== Document section ==
....................

1.2 The majority of the Committee members must be independent non-executive directors
of the Company.
1.3 The Chairman of the Committee shall be appointed by the Board from amongst the
independent non-executive directors.
2. Secretary
2.1 The Company Secretary or his designate shall act as the secretary of the Committee.
3. Attendance at Meetings
3.1 The Financial Controller of the Group and representatives of external auditor
shall attend all meetings at the invitation of the Committee.
3.2 Other Board members shall also have the right of attendance. However, at least
once a year, the Committee shall meet with the external auditor without executive
directors present.
4. Frequency of Meetings
4.1 The Committee shall meet at least twice a year. Additional meetings shall be
held as the work of the Committee demands. Meetings may be held in person, by telephone
or by video conference.
4.2 External auditor may request a meeting if they consider that one is necessary.
5. Notice of Meetings
5.1 Meetings of the Committee shall be summoned by the secretary of the Committee
at the request of any member of the Committee.
6. Proceeding of Meetings
6.1 The quorum necessary for the transaction of business of the Committee shall
be two, of which both of them must be independent non-executive directors of the
Company.
6.2 In the case of any equality of votes, the Chairman of the Committee shall have
a casting vote.
7. Minutes of Meetings
7.1 The secretary shall minute the proceedings and resolutions of all Committee
meetings, including the names of those present and in attendance.
7.2 Minutes of Committee meetings shall be circulated promptly to all members of
the Committee within a reasonable time after the meeting and, once agreed, to all
other members of the Board.
8. Authority
8.1 The Committee is authorized by the Board to:
(a) review any activity within its terms of reference;
(b) obtain all information and explanations which its members consider necessary
to fulfill the duties of the Committee; and
(c) obtain outside legal or independent professional advice to assist the Committee
in their work, and such advisors may attend meetings as necessary.
9. Duties
9.1 The duties of the Committee shall be:
Relationship with the Company’s auditors
(a) to be primarily responsible for making recommendation to the Board on the appointment,
re-appointment and removal of the external auditor, and to approve the remuneration
and terms of engagement of the external auditor, and any questions of resignation
or dismissal of that auditor;
(b) to review and monitor the external auditor’s independence and objectivity and
the effectiveness of the audit process in accordance with applicable standard. The
Committee should discuss with the auditor the nature and scope of the audit and
reporting obligations before the audit commences;
(c) to develop and implement policy on the engagement of external auditor to supply
non-audit services. For this purpose, external auditor shall include any entity
that is under common control, ownership or management with the audit firm or any
entity that a reasonable and informed third party having knowledge of all relevant
information would reasonably conclude as part of the audit firm nationally or internationally.

....................

== Given problem A ==
Repeat the records below word for word, from the line with "whisker in this photo, one per instance." to the line with "blue water in this photo, one per instance.", and include both of those lines.

....................

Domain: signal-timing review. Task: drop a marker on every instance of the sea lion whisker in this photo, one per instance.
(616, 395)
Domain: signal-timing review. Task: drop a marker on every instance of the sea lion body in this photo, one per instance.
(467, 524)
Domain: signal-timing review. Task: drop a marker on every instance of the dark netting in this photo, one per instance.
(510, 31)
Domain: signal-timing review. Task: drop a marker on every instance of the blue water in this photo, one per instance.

....................

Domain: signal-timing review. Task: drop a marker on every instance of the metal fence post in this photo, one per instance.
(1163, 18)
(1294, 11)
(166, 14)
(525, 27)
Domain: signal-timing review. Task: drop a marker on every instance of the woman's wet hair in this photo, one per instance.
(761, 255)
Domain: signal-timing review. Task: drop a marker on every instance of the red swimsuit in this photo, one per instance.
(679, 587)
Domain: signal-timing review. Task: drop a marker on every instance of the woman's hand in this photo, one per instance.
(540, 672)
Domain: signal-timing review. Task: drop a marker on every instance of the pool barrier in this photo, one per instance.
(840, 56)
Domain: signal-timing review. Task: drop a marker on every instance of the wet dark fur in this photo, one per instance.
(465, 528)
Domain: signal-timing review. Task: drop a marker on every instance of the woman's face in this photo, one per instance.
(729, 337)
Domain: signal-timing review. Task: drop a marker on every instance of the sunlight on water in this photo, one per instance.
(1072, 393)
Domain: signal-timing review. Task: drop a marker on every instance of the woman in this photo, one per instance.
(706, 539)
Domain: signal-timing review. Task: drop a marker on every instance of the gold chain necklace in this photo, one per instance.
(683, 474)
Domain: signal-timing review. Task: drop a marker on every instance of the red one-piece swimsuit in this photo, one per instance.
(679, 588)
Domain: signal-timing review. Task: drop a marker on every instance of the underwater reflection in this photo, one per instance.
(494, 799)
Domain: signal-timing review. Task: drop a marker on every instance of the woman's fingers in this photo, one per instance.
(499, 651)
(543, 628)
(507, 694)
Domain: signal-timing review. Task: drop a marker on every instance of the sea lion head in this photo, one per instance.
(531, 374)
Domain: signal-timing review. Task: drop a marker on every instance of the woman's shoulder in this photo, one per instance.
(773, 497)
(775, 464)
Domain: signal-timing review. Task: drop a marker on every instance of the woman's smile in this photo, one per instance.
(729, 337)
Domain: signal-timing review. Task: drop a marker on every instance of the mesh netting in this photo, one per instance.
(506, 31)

....................

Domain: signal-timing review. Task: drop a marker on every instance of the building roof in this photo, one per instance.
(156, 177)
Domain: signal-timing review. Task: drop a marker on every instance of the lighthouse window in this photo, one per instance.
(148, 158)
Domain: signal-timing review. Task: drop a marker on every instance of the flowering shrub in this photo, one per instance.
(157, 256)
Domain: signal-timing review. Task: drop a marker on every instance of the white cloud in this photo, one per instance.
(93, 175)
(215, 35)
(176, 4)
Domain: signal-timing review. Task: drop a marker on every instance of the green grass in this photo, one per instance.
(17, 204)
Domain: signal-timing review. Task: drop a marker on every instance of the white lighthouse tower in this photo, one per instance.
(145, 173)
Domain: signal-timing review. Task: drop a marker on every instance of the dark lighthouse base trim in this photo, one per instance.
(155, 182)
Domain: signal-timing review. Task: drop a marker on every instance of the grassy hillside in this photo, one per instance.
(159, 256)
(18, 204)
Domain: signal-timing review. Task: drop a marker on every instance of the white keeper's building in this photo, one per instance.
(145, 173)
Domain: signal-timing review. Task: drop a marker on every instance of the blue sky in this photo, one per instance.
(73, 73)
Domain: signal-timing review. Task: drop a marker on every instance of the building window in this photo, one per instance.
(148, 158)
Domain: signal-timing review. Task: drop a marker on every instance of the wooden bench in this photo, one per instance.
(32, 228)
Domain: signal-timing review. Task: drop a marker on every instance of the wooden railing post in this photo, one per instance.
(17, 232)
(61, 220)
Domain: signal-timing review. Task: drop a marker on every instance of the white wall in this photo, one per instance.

....................

== Given problem B ==
Transcribe the audit committee terms above word for word, from "1.2 The majority" to "directors present.".

== Task solution A ==
Domain: signal-timing review. Task: drop a marker on every instance of the sea lion whisker in this photo, one per instance.
(616, 395)
Domain: signal-timing review. Task: drop a marker on every instance of the sea lion body in this photo, one per instance.
(467, 524)
Domain: signal-timing review. Task: drop a marker on every instance of the dark netting in this photo, one per instance.
(510, 31)
Domain: signal-timing review. Task: drop a marker on every instance of the blue water in this photo, one per instance.

== Task solution B ==
1.2 The majority of the Committee members must be independent non-executive directors
of the Company.
1.3 The Chairman of the Committee shall be appointed by the Board from amongst the
independent non-executive directors.
2. Secretary
2.1 The Company Secretary or his designate shall act as the secretary of the Committee.
3. Attendance at Meetings
3.1 The Financial Controller of the Group and representatives of external auditor
shall attend all meetings at the invitation of the Committee.
3.2 Other Board members shall also have the right of attendance. However, at least
once a year, the Committee shall meet with the external auditor without executive
directors present.